_Work required_:
Hunt through the entries for the word "found" and copy each line in which it appears.

**********

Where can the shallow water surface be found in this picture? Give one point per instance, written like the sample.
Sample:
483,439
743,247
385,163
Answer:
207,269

**********

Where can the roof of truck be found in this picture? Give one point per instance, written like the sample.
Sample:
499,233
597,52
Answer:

**********

_Exercise solution_:
Where can the shallow water surface be found in this picture? Give one point per instance, written like the sample.
Where can the roof of truck be found in this picture? Give one point per instance, written like the sample.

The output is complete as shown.